LESETEXT ->

________________________

EuGH: Verbot des Vertriebs von Luxuswaren über Drittplattformen im Internet

Der Europäische Gerichtshof hat sich in seinem Urteil vom 06.12.2017, Az. C-230/16 (Coty Germany GmbH ./. Parfümerie Akzente GmbH) mit dem  Verbot des Vertriebs von Luxuswaren über Drittplattformen im Internet beschäftigen müssen. Konkret ging es um die Pflicht des Vertriebsmittlers, Luxuswaren des Vertriebsunternehmens nicht über www.amazon.de zu vertrieben.

 I. Sachverhalt

  1. Die Klägerin, die Coty Germany GmbH, verkauft Luxuskosmetika in Deutschland. Der Vertrieb der Klägerin erfolgt hierbei durch autorisierte Vertragshändler (Vertriebspartner), wie z. B. durch die beklagte Parfümerie Akzente GmbH auf der Grundlage von Vertriebsverträgen. Die Beklagte verkaufte die Produkte der Klägerin in ihren Geschäften und auch über das Internet, z.B. über www.amazon.de.

________________________

GEGEBENE INFORMATIONEN ->
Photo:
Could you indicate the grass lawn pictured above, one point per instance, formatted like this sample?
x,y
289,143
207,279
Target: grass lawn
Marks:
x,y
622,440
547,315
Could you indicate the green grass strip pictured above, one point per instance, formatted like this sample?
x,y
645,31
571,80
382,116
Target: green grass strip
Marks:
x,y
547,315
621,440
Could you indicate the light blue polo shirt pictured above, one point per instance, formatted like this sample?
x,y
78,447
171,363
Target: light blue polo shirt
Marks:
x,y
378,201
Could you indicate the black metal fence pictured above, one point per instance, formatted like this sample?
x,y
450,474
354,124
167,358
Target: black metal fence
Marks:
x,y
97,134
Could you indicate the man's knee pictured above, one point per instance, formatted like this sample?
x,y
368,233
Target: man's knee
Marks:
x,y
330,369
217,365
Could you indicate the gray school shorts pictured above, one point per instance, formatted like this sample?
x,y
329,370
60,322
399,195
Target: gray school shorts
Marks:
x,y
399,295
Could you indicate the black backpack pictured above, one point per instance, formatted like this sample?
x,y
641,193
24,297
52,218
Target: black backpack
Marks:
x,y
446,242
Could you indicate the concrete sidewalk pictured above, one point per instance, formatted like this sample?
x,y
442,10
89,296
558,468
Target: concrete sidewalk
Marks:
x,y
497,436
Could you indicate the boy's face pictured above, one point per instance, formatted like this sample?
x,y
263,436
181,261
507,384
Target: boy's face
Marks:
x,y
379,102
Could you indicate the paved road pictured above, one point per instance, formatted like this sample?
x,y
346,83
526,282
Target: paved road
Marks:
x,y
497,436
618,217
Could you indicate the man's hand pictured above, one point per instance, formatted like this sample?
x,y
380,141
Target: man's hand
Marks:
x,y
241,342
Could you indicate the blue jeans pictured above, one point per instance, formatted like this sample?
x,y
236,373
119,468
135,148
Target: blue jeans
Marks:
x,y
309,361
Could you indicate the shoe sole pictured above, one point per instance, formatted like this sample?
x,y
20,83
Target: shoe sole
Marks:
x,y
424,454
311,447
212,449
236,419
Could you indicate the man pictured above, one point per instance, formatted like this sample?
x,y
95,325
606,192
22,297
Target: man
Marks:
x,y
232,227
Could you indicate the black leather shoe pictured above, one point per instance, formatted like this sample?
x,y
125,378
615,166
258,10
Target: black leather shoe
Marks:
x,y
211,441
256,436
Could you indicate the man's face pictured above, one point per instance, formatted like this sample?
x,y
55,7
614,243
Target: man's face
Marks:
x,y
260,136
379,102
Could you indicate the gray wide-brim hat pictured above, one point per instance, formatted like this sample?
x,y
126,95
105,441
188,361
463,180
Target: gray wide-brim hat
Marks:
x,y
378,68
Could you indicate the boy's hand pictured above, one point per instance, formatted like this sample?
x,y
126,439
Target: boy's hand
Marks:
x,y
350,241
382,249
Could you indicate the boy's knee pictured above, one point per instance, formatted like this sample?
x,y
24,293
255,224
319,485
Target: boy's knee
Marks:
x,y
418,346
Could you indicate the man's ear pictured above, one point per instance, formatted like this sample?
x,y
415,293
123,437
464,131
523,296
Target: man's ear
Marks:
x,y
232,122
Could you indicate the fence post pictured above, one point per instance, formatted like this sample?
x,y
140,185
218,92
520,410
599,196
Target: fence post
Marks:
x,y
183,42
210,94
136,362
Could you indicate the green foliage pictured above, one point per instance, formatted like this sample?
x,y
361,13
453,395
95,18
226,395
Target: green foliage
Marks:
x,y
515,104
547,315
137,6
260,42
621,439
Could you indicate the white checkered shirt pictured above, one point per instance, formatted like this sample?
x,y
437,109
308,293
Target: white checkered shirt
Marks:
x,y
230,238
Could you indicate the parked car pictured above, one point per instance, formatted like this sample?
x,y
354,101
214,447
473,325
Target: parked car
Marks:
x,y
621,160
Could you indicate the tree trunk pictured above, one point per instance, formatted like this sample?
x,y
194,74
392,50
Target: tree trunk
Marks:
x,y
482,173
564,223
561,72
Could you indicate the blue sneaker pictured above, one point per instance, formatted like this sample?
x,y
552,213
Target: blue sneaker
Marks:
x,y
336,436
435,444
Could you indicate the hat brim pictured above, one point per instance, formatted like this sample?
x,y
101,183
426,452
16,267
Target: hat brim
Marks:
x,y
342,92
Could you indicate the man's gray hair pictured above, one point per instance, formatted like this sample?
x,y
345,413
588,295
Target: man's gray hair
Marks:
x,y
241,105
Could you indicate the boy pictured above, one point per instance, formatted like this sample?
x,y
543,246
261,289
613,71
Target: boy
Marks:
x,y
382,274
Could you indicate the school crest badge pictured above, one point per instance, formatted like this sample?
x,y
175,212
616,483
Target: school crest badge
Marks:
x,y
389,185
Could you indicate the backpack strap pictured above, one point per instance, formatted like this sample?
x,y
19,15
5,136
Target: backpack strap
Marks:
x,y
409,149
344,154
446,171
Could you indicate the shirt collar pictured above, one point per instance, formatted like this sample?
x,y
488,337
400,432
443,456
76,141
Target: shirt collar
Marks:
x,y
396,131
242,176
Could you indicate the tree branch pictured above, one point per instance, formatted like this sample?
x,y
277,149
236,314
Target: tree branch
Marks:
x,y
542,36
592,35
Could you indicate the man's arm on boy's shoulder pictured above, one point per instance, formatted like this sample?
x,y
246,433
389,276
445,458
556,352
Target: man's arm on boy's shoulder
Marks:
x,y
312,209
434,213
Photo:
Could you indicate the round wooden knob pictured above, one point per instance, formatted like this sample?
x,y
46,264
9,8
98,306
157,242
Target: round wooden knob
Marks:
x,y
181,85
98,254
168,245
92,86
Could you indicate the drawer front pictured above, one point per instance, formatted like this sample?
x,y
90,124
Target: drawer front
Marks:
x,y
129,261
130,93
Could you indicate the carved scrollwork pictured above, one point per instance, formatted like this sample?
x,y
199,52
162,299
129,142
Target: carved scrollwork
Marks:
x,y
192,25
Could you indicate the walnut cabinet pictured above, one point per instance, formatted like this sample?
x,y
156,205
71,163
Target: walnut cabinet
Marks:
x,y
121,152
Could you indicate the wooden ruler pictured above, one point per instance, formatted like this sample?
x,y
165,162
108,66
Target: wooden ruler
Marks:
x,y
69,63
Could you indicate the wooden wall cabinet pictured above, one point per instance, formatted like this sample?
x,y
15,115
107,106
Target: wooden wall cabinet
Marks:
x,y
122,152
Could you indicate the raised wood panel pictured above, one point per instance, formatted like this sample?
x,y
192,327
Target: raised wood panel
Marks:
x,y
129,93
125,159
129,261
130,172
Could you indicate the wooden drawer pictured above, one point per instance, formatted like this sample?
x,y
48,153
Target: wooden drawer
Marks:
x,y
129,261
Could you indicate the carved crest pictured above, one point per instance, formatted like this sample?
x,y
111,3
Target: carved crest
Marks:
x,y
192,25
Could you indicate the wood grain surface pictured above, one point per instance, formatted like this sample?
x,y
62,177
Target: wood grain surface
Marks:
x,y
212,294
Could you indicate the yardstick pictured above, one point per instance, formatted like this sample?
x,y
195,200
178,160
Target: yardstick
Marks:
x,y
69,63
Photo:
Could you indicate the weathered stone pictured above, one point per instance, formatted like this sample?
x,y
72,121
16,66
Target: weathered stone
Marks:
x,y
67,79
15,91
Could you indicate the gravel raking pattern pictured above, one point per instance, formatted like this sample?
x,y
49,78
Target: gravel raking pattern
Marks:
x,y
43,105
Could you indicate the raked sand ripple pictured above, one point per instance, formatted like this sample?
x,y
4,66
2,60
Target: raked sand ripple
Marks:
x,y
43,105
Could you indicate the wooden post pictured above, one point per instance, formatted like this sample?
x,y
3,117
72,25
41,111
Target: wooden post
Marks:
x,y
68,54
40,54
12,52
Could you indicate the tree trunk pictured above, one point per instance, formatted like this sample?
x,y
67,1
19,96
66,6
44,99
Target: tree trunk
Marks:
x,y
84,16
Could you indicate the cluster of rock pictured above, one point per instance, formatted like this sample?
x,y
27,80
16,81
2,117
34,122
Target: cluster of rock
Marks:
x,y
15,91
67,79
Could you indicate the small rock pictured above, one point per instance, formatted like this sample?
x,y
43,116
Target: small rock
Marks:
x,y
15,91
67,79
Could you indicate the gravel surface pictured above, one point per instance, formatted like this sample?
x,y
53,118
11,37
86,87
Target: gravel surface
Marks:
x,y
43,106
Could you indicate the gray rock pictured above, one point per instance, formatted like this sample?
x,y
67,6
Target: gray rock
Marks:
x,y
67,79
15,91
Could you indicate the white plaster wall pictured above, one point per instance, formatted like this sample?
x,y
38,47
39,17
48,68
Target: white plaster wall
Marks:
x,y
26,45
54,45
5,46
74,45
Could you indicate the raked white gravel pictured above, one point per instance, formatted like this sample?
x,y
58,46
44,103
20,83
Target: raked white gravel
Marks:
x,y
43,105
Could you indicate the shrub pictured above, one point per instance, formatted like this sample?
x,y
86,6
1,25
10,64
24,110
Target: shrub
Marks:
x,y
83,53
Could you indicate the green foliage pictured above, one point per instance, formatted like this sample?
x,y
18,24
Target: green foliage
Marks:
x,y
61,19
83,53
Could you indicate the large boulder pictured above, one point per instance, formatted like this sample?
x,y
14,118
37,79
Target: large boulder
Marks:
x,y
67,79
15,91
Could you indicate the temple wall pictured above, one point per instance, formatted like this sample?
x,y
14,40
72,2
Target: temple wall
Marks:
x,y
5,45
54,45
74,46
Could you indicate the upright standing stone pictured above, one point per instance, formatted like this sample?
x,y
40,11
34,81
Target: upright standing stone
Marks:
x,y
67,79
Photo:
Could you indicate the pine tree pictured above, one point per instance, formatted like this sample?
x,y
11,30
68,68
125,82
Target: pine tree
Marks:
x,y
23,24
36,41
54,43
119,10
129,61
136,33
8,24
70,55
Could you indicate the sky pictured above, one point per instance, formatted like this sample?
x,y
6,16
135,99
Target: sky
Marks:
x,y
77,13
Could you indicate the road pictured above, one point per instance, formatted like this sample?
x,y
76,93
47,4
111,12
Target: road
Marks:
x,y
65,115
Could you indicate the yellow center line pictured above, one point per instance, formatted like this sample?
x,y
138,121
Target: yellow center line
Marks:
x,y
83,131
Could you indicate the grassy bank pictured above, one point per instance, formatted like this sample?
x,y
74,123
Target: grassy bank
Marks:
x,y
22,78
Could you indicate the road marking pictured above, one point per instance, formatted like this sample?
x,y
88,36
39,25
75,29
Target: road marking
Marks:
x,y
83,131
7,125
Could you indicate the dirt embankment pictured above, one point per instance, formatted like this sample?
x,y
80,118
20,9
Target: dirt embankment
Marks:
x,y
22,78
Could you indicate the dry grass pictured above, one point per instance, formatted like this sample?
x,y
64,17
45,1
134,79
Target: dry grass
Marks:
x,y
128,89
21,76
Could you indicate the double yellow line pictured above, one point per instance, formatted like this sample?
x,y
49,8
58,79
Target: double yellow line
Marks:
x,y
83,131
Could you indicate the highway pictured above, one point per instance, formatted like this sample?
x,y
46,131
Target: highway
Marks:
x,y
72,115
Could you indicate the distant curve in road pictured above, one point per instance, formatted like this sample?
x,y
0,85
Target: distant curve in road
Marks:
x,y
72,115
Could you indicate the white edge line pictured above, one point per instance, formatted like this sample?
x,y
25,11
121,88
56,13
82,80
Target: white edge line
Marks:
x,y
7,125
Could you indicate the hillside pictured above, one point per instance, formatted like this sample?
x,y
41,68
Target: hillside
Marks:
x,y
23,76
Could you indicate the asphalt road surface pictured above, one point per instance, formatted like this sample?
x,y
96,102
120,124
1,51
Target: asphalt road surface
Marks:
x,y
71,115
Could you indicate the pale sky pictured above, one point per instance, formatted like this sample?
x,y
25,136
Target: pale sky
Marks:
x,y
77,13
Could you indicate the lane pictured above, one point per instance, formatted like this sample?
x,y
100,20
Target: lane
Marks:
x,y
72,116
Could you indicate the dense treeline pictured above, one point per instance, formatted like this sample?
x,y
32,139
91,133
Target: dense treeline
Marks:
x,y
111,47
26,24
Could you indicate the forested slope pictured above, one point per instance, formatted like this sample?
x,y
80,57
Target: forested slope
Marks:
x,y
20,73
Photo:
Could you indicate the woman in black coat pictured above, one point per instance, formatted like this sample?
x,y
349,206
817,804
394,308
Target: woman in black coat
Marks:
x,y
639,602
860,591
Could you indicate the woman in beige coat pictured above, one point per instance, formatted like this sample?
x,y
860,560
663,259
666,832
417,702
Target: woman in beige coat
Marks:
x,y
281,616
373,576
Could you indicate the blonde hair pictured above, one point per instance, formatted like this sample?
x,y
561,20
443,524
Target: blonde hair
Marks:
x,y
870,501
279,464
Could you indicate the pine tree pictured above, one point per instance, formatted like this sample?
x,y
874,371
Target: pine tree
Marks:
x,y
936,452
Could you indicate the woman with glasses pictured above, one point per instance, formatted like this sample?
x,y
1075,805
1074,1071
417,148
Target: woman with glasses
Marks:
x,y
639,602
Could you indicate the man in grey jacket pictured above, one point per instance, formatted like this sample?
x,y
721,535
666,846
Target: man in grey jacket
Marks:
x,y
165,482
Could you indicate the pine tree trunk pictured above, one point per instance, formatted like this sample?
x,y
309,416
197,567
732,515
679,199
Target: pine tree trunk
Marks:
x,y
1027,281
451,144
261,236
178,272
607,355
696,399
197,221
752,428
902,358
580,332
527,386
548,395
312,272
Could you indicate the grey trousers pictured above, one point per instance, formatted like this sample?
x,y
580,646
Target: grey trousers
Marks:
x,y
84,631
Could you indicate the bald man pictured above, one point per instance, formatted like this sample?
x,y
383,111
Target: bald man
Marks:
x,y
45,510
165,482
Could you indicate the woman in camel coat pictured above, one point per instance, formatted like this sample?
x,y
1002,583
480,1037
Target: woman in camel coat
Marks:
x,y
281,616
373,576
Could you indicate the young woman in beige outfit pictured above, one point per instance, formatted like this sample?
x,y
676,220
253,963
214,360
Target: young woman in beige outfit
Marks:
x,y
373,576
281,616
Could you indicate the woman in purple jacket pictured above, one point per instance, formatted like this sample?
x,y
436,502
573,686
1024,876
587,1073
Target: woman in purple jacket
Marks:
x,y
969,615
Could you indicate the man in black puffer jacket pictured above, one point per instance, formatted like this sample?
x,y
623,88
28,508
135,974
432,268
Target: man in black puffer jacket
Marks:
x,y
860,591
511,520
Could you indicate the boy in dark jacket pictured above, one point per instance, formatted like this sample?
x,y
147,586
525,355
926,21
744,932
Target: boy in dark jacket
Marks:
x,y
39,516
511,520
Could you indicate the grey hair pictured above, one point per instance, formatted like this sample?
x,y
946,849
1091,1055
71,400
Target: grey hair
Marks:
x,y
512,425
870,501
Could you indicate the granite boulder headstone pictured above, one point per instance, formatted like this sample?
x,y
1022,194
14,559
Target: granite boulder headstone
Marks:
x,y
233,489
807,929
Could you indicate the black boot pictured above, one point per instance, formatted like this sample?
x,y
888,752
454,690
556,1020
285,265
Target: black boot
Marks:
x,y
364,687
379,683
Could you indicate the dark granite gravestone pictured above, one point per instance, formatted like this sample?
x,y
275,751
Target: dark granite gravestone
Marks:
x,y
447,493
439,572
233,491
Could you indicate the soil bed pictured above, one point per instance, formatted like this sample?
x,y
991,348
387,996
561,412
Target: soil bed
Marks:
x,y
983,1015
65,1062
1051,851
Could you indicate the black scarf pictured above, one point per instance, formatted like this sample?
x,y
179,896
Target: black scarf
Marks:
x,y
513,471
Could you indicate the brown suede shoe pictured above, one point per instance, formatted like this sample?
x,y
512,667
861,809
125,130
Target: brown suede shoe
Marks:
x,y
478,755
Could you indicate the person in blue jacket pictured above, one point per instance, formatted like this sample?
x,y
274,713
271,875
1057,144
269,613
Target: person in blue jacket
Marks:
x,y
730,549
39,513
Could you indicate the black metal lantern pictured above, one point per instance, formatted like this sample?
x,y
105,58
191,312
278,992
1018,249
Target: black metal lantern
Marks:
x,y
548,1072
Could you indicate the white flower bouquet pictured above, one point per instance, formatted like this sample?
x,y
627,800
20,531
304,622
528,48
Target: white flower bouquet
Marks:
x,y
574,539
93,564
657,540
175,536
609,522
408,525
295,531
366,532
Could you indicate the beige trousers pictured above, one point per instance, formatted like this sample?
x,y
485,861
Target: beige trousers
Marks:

________________________

AUFGABE A -> Welche Angaben zum Urteil enthält der Lesetext im Satz, der mit „Der Europäische Gerichtshof hat sich“ beginnt? Führe Gericht, Datum, Aktenzeichen und die beiden Parteien einzeln auf.
AUFGABE B -> Entnimm dem Lesetext wortgetreu den Abschnitt von „Der Europäische Gerichtshof“ bis „z.B. über www.amazon.de.“.
Die Einträge spielen hierfür keine Rolle.

LÖSUNG A ->
- Gericht: Europäischer Gerichtshof
- Datum: 06.12.2017
- Aktenzeichen: C-230/16
- Partei: Coty Germany GmbH
- Partei: Parfümerie Akzente GmbH

LÖSUNG B ->
Der Europäische Gerichtshof hat sich in seinem Urteil vom 06.12.2017, Az. C-230/16 (Coty Germany GmbH ./. Parfümerie Akzente GmbH) mit dem  Verbot des Vertriebs von Luxuswaren über Drittplattformen im Internet beschäftigen müssen. Konkret ging es um die Pflicht des Vertriebsmittlers, Luxuswaren des Vertriebsunternehmens nicht über www.amazon.de zu vertrieben.

 I. Sachverhalt

  1. Die Klägerin, die Coty Germany GmbH, verkauft Luxuskosmetika in Deutschland. Der Vertrieb der Klägerin erfolgt hierbei durch autorisierte Vertragshändler (Vertriebspartner), wie z. B. durch die beklagte Parfümerie Akzente GmbH auf der Grundlage von Vertriebsverträgen. Die Beklagte verkaufte die Produkte der Klägerin in ihren Geschäften und auch über das Internet, z.B. über www.amazon.de.